*REQUEST*: Only the run of lines from the one containing "Where can the green shrub" through the last line should be returned, exactly as written.

(begin)

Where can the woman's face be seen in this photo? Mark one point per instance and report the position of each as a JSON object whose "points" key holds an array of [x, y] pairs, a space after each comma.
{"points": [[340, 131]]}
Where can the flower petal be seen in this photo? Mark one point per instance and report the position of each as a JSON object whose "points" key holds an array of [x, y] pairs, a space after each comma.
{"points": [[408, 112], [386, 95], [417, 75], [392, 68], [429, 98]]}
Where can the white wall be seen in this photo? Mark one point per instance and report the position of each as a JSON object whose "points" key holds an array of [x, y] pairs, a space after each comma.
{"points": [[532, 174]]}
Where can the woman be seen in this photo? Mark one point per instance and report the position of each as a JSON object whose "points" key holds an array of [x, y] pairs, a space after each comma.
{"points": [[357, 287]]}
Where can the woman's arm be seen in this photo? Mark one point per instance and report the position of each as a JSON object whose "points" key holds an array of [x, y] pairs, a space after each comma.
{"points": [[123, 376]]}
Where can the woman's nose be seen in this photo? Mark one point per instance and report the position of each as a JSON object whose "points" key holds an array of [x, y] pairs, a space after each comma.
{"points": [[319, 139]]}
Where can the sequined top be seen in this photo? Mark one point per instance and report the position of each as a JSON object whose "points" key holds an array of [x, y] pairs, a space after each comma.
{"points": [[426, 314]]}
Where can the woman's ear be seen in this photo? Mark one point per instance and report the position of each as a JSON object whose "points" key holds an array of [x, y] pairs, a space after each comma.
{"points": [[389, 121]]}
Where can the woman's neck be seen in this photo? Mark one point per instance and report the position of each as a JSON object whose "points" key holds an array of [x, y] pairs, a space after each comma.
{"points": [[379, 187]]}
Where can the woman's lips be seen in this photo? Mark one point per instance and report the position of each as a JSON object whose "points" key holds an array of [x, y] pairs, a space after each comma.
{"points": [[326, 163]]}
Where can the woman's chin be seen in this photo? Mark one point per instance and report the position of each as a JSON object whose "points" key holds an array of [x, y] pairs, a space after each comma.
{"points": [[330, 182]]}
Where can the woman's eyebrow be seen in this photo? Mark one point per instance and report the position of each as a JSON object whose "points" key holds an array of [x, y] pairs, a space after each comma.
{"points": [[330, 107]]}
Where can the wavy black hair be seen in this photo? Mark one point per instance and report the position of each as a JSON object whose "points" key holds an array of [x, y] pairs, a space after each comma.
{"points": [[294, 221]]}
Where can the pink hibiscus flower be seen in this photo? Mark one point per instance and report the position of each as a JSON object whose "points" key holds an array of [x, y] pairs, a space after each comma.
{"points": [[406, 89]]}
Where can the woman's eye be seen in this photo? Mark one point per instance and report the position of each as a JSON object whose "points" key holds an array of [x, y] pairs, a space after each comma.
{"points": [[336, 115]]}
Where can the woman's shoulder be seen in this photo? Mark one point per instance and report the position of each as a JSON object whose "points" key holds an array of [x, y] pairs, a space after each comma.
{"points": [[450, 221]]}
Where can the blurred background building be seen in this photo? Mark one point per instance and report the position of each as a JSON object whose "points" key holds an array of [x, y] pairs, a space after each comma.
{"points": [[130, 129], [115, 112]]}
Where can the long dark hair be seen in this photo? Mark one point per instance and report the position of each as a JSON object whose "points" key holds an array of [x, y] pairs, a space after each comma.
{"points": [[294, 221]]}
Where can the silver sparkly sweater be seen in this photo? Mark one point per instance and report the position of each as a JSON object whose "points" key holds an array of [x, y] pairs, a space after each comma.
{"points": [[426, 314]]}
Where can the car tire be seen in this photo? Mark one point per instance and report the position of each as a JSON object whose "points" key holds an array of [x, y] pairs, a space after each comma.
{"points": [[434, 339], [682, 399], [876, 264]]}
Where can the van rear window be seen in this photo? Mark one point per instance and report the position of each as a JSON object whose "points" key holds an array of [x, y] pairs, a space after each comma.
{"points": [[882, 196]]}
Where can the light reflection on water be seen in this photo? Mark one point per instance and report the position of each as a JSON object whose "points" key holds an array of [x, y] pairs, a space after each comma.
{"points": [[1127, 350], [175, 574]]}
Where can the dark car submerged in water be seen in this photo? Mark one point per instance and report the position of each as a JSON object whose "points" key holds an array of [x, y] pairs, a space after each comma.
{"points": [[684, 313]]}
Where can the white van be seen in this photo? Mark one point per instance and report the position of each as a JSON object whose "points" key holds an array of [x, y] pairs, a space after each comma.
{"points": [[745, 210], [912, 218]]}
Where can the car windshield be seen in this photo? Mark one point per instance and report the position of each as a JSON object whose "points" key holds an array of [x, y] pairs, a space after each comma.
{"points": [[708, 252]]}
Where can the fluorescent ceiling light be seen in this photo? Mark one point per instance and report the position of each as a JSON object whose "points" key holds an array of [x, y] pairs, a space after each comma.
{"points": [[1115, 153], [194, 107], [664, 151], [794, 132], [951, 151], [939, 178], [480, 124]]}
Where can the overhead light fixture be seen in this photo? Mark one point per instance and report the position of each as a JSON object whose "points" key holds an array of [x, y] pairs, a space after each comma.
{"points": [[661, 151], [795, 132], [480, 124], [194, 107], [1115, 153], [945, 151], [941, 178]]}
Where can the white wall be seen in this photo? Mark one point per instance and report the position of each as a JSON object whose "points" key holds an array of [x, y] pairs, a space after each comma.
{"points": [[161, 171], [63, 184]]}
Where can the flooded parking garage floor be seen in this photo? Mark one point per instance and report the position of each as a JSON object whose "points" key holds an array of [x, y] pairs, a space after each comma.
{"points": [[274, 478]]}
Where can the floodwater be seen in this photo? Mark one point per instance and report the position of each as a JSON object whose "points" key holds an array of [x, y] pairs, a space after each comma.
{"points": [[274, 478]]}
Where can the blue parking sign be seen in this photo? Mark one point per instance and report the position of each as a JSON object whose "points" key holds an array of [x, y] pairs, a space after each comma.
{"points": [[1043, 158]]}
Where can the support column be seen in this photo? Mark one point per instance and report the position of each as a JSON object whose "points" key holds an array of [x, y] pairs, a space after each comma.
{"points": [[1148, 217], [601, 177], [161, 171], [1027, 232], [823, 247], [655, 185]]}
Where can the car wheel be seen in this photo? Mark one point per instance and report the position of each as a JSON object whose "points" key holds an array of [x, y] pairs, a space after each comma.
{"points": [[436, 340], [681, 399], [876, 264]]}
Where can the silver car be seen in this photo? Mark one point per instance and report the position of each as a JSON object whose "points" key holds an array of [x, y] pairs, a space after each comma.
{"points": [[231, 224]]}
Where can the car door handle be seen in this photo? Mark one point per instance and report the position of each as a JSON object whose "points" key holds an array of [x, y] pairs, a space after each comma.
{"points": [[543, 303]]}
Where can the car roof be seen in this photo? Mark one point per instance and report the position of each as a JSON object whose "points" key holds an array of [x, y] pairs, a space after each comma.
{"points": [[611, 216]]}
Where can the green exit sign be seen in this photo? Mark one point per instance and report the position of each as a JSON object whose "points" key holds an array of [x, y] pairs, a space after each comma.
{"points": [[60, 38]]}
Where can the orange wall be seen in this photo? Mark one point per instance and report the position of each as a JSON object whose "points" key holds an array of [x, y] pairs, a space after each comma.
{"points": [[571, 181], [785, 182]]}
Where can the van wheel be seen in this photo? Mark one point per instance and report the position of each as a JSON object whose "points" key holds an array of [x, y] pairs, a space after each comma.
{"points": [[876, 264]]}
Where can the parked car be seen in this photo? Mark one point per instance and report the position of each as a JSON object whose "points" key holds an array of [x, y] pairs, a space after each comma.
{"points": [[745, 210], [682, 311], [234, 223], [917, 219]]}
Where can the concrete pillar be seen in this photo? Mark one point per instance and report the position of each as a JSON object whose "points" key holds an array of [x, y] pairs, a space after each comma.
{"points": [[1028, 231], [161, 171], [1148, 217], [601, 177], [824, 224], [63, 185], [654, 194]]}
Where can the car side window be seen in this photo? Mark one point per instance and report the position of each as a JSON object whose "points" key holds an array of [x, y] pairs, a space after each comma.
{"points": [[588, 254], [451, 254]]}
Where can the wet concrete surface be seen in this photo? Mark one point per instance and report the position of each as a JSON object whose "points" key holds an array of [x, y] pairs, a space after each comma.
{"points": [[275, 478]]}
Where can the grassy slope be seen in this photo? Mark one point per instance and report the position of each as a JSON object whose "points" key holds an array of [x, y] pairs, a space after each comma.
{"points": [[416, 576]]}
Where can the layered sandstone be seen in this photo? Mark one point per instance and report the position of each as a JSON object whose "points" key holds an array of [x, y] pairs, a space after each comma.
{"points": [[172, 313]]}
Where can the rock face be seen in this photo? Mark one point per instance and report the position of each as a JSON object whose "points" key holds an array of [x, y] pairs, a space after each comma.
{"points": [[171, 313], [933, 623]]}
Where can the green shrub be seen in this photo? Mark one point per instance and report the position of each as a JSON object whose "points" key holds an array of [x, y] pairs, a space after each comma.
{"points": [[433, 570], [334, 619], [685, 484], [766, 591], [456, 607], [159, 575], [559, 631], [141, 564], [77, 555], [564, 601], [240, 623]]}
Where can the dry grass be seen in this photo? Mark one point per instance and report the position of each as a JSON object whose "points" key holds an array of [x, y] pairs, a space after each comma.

(end)

*EXERCISE ANSWER*:
Where can the green shrub be seen in this photo? Mark one point per instance and report the position of each as a JSON object whose "points" key holds an array of [x, y] pairs, a space after each comma.
{"points": [[433, 570], [334, 619], [685, 484], [766, 591], [456, 607], [159, 575], [559, 631], [141, 564], [77, 555], [564, 601], [240, 623]]}
Where can the dry grass be seen in this photo? Mark one point per instance and report the position of each as a JSON object whose "points" key holds an array of [x, y] pairs, a space after each comma.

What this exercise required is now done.